Rows from a dataset:

((

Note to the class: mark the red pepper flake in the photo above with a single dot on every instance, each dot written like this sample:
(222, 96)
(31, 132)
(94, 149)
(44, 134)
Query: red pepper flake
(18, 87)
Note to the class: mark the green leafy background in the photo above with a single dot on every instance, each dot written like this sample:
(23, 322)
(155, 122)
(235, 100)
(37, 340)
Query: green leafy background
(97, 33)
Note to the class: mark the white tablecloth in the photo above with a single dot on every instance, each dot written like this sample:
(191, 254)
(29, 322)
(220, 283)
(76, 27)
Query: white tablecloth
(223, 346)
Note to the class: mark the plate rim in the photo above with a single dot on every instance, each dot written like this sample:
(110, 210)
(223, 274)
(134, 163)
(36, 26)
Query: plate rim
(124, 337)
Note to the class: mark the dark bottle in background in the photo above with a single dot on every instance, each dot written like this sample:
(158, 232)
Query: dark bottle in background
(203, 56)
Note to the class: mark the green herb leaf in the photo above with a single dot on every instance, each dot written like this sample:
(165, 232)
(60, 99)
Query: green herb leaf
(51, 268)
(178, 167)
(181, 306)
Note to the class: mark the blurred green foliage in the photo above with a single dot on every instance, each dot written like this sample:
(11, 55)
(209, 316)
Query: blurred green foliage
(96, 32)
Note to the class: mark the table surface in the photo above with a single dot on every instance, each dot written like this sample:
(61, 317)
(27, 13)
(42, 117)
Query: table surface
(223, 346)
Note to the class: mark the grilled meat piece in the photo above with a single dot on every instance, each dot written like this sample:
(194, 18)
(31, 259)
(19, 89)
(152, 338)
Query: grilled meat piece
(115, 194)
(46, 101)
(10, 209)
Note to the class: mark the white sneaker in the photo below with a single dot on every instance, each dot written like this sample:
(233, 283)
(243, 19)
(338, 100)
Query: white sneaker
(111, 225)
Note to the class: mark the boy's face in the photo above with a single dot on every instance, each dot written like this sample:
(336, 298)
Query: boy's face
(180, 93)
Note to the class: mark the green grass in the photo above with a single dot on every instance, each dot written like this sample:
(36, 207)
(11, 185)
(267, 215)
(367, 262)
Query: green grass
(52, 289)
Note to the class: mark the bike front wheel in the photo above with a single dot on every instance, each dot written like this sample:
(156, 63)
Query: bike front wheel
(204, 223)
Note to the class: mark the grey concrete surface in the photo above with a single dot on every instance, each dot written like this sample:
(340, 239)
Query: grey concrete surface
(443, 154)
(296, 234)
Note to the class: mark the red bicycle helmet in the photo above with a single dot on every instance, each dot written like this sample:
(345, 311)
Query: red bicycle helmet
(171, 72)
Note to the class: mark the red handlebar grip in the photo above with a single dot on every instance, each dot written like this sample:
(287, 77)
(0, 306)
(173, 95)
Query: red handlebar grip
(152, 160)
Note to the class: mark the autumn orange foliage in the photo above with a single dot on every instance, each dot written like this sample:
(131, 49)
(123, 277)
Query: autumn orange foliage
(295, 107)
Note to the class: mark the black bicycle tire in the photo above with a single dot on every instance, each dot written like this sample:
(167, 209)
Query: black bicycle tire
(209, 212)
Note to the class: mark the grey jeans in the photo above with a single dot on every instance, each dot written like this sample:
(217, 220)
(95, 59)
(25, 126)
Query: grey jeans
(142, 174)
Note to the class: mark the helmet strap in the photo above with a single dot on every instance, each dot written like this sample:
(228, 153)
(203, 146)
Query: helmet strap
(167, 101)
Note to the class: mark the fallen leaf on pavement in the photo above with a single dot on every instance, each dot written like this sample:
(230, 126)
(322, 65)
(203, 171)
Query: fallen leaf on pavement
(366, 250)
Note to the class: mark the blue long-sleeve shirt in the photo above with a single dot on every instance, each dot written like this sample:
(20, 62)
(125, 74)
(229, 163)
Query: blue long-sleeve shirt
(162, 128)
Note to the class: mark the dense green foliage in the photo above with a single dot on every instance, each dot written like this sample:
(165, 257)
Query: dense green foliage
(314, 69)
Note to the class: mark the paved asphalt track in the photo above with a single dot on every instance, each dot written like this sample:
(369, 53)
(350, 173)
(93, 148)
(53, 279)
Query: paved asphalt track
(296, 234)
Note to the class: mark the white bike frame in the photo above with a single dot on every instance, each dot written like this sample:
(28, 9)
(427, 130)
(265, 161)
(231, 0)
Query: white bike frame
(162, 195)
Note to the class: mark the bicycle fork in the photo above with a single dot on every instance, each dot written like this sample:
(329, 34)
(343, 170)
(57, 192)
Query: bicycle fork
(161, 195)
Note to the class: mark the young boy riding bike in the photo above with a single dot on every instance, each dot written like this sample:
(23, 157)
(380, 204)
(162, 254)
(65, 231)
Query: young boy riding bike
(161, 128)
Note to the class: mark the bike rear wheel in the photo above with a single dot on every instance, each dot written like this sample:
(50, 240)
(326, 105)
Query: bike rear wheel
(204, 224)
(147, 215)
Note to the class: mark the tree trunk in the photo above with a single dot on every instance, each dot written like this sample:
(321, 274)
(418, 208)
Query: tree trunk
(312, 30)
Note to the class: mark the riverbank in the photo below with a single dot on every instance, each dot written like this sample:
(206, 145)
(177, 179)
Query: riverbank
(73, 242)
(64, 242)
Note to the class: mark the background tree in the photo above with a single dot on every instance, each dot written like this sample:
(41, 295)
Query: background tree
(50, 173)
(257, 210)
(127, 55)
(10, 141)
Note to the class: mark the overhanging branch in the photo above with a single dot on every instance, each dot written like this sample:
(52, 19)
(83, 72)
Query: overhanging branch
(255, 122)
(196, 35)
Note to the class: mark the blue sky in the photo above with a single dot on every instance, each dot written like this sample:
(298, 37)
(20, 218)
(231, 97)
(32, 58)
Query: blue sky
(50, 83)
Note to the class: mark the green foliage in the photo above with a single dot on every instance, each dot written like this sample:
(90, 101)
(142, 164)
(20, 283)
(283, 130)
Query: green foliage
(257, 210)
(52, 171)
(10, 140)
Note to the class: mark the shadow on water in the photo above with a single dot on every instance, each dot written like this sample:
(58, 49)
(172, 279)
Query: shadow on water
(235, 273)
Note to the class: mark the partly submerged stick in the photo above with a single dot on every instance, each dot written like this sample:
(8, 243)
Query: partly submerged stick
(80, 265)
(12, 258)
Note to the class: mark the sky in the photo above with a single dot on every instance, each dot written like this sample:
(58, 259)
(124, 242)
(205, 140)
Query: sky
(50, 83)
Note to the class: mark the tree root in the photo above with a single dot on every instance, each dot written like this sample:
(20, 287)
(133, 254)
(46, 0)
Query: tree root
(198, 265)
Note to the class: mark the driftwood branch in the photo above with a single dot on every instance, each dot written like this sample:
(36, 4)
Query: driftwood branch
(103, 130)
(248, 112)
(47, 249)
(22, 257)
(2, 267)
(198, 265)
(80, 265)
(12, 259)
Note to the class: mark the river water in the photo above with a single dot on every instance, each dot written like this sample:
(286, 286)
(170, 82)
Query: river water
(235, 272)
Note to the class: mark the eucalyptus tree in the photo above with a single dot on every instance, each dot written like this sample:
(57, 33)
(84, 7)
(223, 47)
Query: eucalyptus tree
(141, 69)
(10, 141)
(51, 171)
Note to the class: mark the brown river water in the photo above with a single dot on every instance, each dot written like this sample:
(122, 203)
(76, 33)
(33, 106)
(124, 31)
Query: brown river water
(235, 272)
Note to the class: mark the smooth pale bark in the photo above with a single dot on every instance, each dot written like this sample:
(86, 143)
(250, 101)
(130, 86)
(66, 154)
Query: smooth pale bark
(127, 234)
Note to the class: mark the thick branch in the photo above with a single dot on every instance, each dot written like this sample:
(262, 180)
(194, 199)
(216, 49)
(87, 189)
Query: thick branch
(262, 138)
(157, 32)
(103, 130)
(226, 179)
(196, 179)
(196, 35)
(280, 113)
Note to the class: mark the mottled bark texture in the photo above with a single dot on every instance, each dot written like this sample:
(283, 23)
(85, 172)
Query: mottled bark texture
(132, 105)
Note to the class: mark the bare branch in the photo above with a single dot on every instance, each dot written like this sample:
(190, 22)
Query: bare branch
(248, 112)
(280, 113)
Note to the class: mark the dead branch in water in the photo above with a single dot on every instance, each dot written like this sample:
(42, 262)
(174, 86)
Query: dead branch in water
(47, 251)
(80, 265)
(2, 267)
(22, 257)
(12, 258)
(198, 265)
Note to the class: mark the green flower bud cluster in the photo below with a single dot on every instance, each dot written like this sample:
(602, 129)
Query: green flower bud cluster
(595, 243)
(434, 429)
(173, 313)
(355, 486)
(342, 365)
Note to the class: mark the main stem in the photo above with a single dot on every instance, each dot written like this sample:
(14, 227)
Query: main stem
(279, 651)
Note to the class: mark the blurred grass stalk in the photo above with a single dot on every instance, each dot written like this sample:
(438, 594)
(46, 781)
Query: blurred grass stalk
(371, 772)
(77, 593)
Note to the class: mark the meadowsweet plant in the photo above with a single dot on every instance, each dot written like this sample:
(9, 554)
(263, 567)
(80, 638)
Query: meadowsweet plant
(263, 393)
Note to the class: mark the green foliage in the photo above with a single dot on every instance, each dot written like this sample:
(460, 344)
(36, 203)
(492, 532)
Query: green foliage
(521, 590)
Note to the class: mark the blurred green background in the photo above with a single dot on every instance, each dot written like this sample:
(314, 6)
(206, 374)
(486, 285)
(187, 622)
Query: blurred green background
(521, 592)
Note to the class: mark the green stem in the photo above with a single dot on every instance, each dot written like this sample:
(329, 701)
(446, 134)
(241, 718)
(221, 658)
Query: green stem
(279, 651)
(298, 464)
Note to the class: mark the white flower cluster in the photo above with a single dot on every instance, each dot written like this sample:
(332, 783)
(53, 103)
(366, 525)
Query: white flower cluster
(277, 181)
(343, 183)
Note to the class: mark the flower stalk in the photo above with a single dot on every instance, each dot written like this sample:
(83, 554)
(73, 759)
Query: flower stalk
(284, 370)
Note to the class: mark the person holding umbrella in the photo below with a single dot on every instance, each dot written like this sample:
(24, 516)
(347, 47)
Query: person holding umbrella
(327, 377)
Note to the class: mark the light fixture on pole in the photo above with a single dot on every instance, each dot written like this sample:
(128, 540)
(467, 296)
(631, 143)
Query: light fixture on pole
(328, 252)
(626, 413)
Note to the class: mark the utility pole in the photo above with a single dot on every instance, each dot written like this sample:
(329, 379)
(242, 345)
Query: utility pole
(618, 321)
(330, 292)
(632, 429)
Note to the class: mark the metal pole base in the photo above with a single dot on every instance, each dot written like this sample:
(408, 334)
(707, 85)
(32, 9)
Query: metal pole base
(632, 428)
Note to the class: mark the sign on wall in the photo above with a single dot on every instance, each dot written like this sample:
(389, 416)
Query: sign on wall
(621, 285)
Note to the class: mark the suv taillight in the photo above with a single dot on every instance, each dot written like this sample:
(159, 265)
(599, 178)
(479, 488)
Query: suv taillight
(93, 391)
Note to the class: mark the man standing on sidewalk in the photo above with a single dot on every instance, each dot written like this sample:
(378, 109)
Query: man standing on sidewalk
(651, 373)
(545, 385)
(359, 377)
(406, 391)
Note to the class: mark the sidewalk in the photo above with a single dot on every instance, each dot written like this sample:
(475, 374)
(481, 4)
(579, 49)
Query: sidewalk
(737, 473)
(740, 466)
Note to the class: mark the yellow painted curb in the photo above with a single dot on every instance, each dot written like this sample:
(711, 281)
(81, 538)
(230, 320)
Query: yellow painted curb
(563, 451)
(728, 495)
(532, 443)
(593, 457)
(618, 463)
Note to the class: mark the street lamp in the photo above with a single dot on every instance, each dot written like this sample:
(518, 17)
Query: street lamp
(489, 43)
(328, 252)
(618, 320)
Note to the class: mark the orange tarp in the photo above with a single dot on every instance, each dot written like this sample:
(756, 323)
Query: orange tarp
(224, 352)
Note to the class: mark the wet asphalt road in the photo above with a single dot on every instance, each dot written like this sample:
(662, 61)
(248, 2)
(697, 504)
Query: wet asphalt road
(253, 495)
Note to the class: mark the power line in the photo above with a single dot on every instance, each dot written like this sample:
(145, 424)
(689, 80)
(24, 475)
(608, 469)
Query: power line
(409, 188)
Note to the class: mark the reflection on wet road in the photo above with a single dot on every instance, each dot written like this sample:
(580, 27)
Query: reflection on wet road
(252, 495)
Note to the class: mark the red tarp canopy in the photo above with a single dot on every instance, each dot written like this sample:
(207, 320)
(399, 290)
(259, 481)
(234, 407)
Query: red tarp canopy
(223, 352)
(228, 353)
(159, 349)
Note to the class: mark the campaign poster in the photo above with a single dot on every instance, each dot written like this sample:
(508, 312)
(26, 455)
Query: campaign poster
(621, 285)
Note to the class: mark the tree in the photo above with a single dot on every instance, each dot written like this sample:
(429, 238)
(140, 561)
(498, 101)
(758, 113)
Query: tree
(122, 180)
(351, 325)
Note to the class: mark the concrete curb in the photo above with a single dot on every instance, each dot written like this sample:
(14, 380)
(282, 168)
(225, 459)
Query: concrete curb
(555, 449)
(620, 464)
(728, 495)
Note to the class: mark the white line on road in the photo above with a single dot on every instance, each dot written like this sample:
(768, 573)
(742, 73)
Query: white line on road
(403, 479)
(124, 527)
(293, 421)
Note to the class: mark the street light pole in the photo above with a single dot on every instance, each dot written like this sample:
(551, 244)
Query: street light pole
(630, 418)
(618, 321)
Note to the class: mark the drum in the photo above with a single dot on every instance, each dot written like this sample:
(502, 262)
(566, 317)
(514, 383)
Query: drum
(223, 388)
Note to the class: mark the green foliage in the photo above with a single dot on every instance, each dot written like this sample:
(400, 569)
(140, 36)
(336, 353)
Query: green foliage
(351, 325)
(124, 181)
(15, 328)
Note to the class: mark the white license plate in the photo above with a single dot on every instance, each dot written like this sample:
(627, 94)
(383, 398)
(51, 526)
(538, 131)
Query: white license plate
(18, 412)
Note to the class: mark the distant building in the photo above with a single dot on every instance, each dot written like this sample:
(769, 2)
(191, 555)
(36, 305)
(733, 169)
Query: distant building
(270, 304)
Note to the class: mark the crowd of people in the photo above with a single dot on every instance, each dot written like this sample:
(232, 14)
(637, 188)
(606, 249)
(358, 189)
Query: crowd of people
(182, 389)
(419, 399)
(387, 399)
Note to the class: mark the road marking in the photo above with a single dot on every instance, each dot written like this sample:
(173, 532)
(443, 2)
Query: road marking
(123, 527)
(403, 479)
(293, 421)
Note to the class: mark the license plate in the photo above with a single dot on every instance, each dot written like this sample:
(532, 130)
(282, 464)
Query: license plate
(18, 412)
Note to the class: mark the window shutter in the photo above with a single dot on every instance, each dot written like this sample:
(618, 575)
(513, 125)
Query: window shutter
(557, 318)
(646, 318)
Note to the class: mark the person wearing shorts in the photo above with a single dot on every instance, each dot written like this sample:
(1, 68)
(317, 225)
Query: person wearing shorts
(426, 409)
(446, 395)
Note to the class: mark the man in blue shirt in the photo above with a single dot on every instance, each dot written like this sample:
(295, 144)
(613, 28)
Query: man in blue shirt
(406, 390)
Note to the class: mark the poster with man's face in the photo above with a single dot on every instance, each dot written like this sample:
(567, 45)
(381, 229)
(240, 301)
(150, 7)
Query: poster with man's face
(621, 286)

))

The exercise
Repeat only the stretch of lines that opens with the line containing "Note to the class: mark the drum" and closes with the final line of the entries, both included, exactly as written.

Task result
Note to the class: mark the drum in the photo above with a single dot on every instance, each dot written like this sample:
(502, 262)
(566, 317)
(514, 383)
Query: drum
(223, 388)
Note to the class: mark the green foliage in the photo above with a single dot on every instance, each dot written like this sample:
(400, 569)
(140, 36)
(336, 353)
Query: green foliage
(351, 325)
(124, 181)
(15, 328)
Note to the class: mark the white license plate in the photo above with a single dot on every instance, each dot written like this sample:
(627, 94)
(383, 398)
(51, 526)
(538, 131)
Query: white license plate
(18, 412)
Note to the class: mark the distant building in the photo above with a single dot on every instance, each dot written like this sample:
(769, 2)
(191, 555)
(36, 305)
(733, 169)
Query: distant building
(270, 304)
Note to the class: mark the crowd of people in the photo above with a single dot on every instance, each dot written like this sample:
(232, 14)
(637, 188)
(606, 249)
(358, 189)
Query: crowd of people
(182, 389)
(419, 399)
(387, 399)
Note to the class: mark the road marking in the photo above with a single dot on every instance, each dot written like this sample:
(173, 532)
(443, 2)
Query: road marking
(123, 527)
(403, 479)
(293, 421)
Note to the class: mark the license plate in the photo above with a single dot on every instance, each dot written like this sample:
(532, 130)
(282, 464)
Query: license plate
(18, 412)
Note to the class: mark the window shutter in the photo above with a single dot on every instance, each dot written like this sample:
(618, 575)
(513, 125)
Query: window shutter
(557, 318)
(646, 318)
Note to the class: mark the person wearing shorts in the photo above with a single dot on every instance, each dot written like this sample:
(1, 68)
(317, 225)
Query: person wearing shorts
(426, 409)
(446, 395)
Note to the class: mark the man in blue shirt in the photo above with a single dot on every instance, each dot written like this sample:
(295, 144)
(613, 28)
Query: man in blue shirt
(406, 390)
Note to the class: mark the poster with man's face in the photo above with a single dot on every instance, each dot written like this sample:
(567, 45)
(381, 229)
(240, 301)
(150, 7)
Query: poster with man's face
(621, 286)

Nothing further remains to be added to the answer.